Problem to solve: Pull out each line of the material below that contains the word "blue", treating uppercase and lowercase as different.

Entries for labeling object positions:
___

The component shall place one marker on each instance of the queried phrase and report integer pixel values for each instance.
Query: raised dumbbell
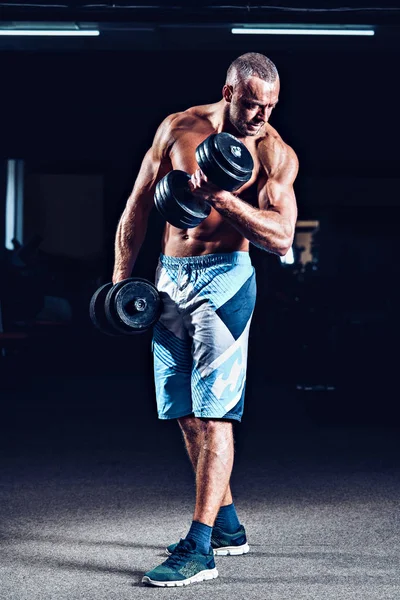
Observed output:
(130, 306)
(224, 160)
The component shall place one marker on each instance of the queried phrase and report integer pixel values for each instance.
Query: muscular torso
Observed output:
(214, 234)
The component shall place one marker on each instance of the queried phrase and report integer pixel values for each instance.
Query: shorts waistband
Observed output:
(206, 260)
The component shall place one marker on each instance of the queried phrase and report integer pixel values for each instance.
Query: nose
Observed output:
(263, 113)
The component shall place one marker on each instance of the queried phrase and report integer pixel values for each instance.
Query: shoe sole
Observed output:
(201, 576)
(231, 550)
(226, 550)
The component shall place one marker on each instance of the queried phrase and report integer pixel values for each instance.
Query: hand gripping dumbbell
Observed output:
(224, 160)
(130, 306)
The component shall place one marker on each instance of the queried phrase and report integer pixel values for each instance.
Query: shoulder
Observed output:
(277, 158)
(176, 124)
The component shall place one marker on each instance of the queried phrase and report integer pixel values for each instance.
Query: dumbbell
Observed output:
(130, 306)
(224, 160)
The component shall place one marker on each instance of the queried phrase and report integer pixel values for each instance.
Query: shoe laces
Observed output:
(179, 555)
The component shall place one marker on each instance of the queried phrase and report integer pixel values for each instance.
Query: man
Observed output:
(207, 283)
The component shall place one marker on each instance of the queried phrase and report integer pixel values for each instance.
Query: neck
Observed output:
(221, 120)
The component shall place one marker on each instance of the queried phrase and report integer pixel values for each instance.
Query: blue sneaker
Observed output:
(185, 565)
(223, 543)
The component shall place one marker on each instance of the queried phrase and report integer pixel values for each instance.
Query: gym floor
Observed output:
(93, 487)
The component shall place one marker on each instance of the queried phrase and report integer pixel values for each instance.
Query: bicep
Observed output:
(276, 192)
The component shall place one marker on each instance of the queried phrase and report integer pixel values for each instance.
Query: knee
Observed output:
(217, 430)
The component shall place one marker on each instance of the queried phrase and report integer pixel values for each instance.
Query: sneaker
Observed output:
(185, 565)
(223, 543)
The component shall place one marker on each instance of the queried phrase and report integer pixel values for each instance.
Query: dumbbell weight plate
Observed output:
(97, 311)
(133, 305)
(225, 160)
(175, 202)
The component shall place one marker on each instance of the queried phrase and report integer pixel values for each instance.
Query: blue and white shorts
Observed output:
(200, 342)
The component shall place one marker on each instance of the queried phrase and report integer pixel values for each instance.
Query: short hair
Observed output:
(251, 64)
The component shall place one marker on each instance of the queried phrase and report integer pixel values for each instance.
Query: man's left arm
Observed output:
(272, 225)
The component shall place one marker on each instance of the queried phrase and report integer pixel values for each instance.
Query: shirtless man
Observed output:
(207, 283)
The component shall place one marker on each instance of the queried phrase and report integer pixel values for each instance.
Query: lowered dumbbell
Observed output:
(130, 306)
(224, 160)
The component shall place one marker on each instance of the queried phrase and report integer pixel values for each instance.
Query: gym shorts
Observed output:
(200, 341)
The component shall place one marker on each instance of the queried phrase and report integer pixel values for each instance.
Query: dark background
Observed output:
(323, 344)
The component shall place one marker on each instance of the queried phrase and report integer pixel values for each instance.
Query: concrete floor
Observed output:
(90, 496)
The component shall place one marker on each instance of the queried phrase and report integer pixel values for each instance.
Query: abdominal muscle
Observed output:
(213, 235)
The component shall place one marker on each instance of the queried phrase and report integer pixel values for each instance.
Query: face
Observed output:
(250, 104)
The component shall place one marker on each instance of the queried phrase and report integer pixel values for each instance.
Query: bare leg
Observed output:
(210, 447)
(193, 434)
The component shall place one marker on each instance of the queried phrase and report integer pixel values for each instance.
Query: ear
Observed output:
(227, 93)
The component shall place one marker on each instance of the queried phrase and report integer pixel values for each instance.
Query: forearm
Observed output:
(263, 228)
(129, 238)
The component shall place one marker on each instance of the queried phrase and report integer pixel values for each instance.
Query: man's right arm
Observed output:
(132, 226)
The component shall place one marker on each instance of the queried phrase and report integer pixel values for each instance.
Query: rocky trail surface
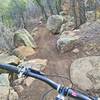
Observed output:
(58, 64)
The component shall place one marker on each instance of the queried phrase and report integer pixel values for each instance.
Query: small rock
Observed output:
(75, 51)
(54, 23)
(66, 43)
(23, 37)
(23, 52)
(5, 58)
(6, 91)
(36, 64)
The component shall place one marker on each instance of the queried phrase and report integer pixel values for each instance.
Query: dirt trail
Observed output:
(57, 64)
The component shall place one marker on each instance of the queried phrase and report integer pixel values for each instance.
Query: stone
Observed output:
(85, 73)
(68, 25)
(54, 23)
(36, 64)
(5, 58)
(7, 91)
(23, 51)
(23, 37)
(90, 38)
(66, 42)
(75, 51)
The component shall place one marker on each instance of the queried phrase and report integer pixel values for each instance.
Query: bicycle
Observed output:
(62, 91)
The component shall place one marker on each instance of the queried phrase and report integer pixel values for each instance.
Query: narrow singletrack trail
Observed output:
(57, 64)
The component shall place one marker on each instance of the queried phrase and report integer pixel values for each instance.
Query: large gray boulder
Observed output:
(54, 23)
(85, 73)
(6, 92)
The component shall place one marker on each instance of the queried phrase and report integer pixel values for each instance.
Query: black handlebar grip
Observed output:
(9, 67)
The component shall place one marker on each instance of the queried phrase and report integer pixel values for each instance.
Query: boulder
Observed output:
(36, 64)
(23, 51)
(6, 37)
(85, 73)
(54, 23)
(5, 58)
(66, 42)
(90, 38)
(23, 37)
(7, 92)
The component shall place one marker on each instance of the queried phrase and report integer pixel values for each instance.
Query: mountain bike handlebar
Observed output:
(63, 91)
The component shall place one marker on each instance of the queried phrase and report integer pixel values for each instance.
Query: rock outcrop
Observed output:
(6, 92)
(54, 23)
(23, 37)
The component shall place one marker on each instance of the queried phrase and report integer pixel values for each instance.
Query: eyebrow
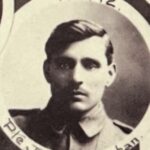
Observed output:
(96, 62)
(64, 59)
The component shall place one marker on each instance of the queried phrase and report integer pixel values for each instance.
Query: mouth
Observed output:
(77, 92)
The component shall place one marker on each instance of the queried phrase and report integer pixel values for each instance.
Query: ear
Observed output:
(111, 74)
(46, 70)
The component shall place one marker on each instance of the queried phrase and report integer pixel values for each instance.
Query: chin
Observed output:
(78, 108)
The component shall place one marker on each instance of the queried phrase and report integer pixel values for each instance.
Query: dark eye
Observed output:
(64, 63)
(90, 64)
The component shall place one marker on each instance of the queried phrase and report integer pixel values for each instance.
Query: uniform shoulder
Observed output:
(124, 127)
(23, 117)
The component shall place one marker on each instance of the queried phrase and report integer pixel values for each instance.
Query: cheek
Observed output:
(59, 78)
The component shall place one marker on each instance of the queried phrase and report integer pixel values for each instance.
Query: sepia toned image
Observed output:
(74, 75)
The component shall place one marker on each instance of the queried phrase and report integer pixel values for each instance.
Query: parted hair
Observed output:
(76, 30)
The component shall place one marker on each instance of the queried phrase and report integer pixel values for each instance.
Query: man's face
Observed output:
(79, 74)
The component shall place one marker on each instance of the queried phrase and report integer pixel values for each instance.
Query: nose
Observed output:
(78, 74)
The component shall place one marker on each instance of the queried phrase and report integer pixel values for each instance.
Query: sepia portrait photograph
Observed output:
(74, 76)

___

Result:
Query: blue sneaker
Query: blue and white shorts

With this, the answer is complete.